Excerpts from a pointing dataset:
________

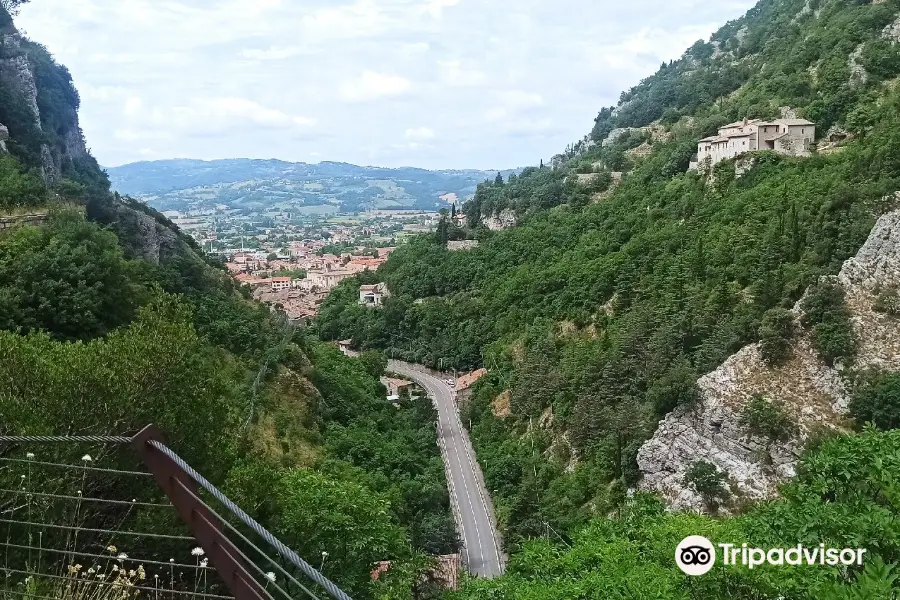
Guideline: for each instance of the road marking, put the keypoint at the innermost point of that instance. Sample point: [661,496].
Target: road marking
[487,513]
[454,499]
[443,397]
[462,474]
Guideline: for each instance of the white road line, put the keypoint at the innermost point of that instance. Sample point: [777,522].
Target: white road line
[454,433]
[454,499]
[487,513]
[462,474]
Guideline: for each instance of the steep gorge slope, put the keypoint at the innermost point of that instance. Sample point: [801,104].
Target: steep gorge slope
[627,278]
[111,319]
[814,395]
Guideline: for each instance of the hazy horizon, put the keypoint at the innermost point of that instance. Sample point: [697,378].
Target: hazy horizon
[441,84]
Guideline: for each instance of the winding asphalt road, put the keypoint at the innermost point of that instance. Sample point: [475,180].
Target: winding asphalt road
[474,518]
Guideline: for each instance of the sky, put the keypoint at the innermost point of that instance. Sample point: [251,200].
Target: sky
[437,84]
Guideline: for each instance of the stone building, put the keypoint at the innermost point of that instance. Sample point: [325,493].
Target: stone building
[373,295]
[785,136]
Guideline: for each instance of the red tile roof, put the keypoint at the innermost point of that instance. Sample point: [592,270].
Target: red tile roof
[466,381]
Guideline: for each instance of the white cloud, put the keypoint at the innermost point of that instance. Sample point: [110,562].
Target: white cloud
[133,106]
[435,8]
[372,86]
[455,75]
[504,83]
[419,134]
[272,53]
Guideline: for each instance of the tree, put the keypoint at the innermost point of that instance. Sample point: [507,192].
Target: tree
[768,419]
[339,524]
[775,333]
[709,482]
[374,362]
[19,189]
[68,278]
[878,401]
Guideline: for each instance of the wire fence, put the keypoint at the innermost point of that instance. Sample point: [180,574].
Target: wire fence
[80,521]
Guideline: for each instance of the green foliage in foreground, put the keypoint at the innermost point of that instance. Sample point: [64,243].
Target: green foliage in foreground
[827,316]
[846,495]
[97,343]
[878,401]
[19,189]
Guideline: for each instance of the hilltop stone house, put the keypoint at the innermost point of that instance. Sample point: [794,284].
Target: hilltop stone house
[373,295]
[785,136]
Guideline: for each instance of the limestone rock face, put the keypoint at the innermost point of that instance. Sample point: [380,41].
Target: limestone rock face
[17,74]
[813,394]
[504,219]
[892,31]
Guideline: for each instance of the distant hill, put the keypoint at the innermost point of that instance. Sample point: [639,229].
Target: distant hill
[271,184]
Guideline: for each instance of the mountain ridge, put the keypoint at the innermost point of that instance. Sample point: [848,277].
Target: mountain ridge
[176,183]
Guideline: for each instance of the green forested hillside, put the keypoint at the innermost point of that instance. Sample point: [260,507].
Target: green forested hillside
[598,312]
[110,319]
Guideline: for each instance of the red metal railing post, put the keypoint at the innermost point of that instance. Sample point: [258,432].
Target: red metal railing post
[182,491]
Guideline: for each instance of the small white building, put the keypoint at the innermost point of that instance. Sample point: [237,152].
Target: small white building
[373,295]
[395,386]
[280,283]
[785,136]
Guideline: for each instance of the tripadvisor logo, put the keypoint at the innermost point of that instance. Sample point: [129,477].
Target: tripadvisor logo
[696,555]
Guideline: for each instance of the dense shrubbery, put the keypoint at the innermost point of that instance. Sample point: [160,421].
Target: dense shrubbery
[775,335]
[172,344]
[602,315]
[842,497]
[710,483]
[18,189]
[767,418]
[825,314]
[878,401]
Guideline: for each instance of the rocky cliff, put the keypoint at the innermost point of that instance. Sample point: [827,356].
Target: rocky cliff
[502,220]
[814,395]
[44,128]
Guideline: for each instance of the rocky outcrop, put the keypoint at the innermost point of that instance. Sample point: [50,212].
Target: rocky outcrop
[858,74]
[503,220]
[892,31]
[17,75]
[814,395]
[16,72]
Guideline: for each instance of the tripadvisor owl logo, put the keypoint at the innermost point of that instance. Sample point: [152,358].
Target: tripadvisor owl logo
[695,555]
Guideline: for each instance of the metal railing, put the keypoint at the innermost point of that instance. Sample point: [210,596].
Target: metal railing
[44,517]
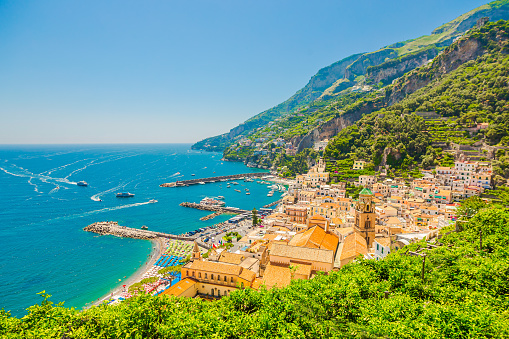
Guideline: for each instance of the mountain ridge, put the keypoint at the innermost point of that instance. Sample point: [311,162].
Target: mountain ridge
[359,69]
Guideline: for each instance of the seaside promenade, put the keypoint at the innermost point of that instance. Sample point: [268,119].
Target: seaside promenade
[113,228]
[183,183]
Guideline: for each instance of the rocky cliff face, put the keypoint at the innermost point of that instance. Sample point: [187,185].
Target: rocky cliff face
[464,50]
[332,127]
[359,66]
[390,70]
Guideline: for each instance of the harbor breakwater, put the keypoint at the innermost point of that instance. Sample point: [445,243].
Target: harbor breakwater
[218,209]
[113,228]
[214,179]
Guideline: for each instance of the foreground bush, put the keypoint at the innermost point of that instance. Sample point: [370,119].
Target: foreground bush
[465,295]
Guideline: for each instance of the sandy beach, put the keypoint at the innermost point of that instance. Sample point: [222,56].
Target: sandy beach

________

### Work to be completed
Please copy all of the material above line for line, leaving out the pictures.

### Completed exercise
Guideline: for each instance of the road marking, put the keypoint at the innermost point of that instance. Sample point: [661,496].
Target: road marking
[487,513]
[454,499]
[443,397]
[462,474]
Guideline: for each instance of the white road line, put the keypoint at the innermost point of that instance. Sample point: [777,522].
Target: white road line
[454,433]
[454,499]
[487,513]
[462,474]
Guideline: for each instance of the steep gorge slope, put the keypoint at the innermost point of that instance. Sample point: [801,104].
Target: steep gorge slope
[627,278]
[111,319]
[814,395]
Guideline: for each instance of the hazy horizon, put the keypoint at the innermost point of that instance. Sample point: [697,378].
Target: hazy horizon
[441,84]
Guideline: for each instance of the winding asphalt road, put the keypoint at the innermost point of that instance. Sample point: [475,180].
Target: winding asphalt road
[474,518]
Guideline: for each instance of the sky, put the keypoint at the innermost point of that instance. Sample point: [251,200].
Target: sky
[437,84]
Guideline: for each instance of the stone building, put the keypoint at the innermost point of that instance. Sample point: [325,493].
Target: stone building
[373,295]
[785,136]
Guideline: for each instance of the red tile roof, put the keypoint at the innermost point of that instance. Sample point: [592,270].
Target: red tile roof
[466,381]
Guideline: for each instance of the white cloud, put the keypoint at the innermost point of that instance. Sample point: [110,562].
Target: white cloud
[133,106]
[435,8]
[372,86]
[455,75]
[504,83]
[419,134]
[272,53]
Guideline: for each instance of the tree, put the keypoint at the innermost point of that instance. Sample point: [507,192].
Target: tree
[768,419]
[339,524]
[775,333]
[709,482]
[374,362]
[19,189]
[68,278]
[878,401]
Guideline: for each instance of the wire fence, put the keypoint at the innermost point of that instance. Sample point: [180,574].
Target: wire fence
[80,521]
Guideline: for each instance of the green foliage in foreground, put the keypoint at the innermost point of that instance. Sample point: [64,243].
Target: green foliage in foreground
[827,316]
[846,495]
[97,343]
[878,401]
[19,189]
Guideline: for each instance of the hilltop stone house, put the keypoint at the innermost point of that instance. Sample point: [794,284].
Target: hilltop stone house
[373,295]
[785,136]
Guideline: for each instance of the limestone rock face, put the keypoint at the innermost point of that instance. Sample point: [380,41].
Target: limestone rock face
[17,74]
[813,394]
[504,219]
[892,31]
Guideline: for each instance of the distant hill, put the keypoint at the innermost point of that instance. Sample point: [639,229].
Target: distant hill
[271,184]
Guideline: for each instance of the mountain ridge, put the keypoint at the innermost point of that instance. Sample point: [848,277].
Target: mountain ridge
[176,183]
Guideline: for each instance of the green forested hillside, put the keypoint at the innermost point of that instance. Sample point: [260,507].
Target: green forested hillside
[598,312]
[110,319]
Guideline: for each instance of the red metal railing post, put the keypoint at the innermost point of that instance. Sample point: [258,432].
Target: red metal railing post
[182,491]
Guideline: for each instance of the small white building, put the keypoint at the innermost point of that instance. Sample point: [237,152].
Target: small white building
[373,295]
[395,386]
[280,283]
[785,136]
Guideline: for each instance of the tripadvisor logo, put the keypoint at the innermost point of that instance. Sample point: [129,477].
Target: tripadvisor logo
[696,555]
Guideline: for each instance of the dense shrubbery, put the keypoint at the innermost point of that instance. Sample point: [160,421].
Target: dense shrubbery
[775,335]
[172,344]
[602,315]
[842,497]
[710,483]
[18,189]
[767,418]
[825,314]
[878,401]
Guideline: for each instance of the rocky cliff, put the keypoint at the innermost point of that instance. Sample point: [827,356].
Target: rocky cliff
[502,220]
[814,395]
[44,128]
Guideline: for each instance of the rocky outcrop, put the keypoint at the innermost point of that instance. Sample point: [50,212].
Target: rocky outcrop
[858,74]
[503,220]
[892,31]
[17,75]
[814,395]
[16,72]
Guideline: for each instance of the tripadvisor owl logo, put the keypoint at the innermost point of that instance. Sample point: [152,358].
Target: tripadvisor owl logo
[695,555]
Guideline: for each instance of the metal railing, put the keypoint at the innermost point of that instance. Sample point: [210,596].
Target: metal railing
[44,517]
Guideline: for each instance of the mountain ridge, put the keypoint at the innermost point of that instance. Sample point: [311,162].
Target: mountain ridge
[359,69]
Guideline: for each instance of the seaside promenade, put the keypoint at the innermost point of that instance. Sample point: [268,119].
Target: seaside promenade
[113,228]
[183,183]
Guideline: for each instance of the rocky cliff face, put the keypoint at the innermost point of that instance. Sample point: [187,185].
Target: rocky cliff face
[464,50]
[332,127]
[359,66]
[390,70]
Guideline: for each instance of the harbor breakwater, put the keypoint at the innermost point of that instance. Sample point: [445,243].
Target: harbor breakwater
[218,209]
[113,228]
[214,179]
Guideline: for each instance of the foreground bush, put the keypoint at the innermost point of that instance. Sample point: [370,119].
Target: foreground bush
[465,295]
Guideline: for each instance of the sandy beach, put the keypoint at the innermost point of that instance. Sample point: [222,56].
Target: sandy beach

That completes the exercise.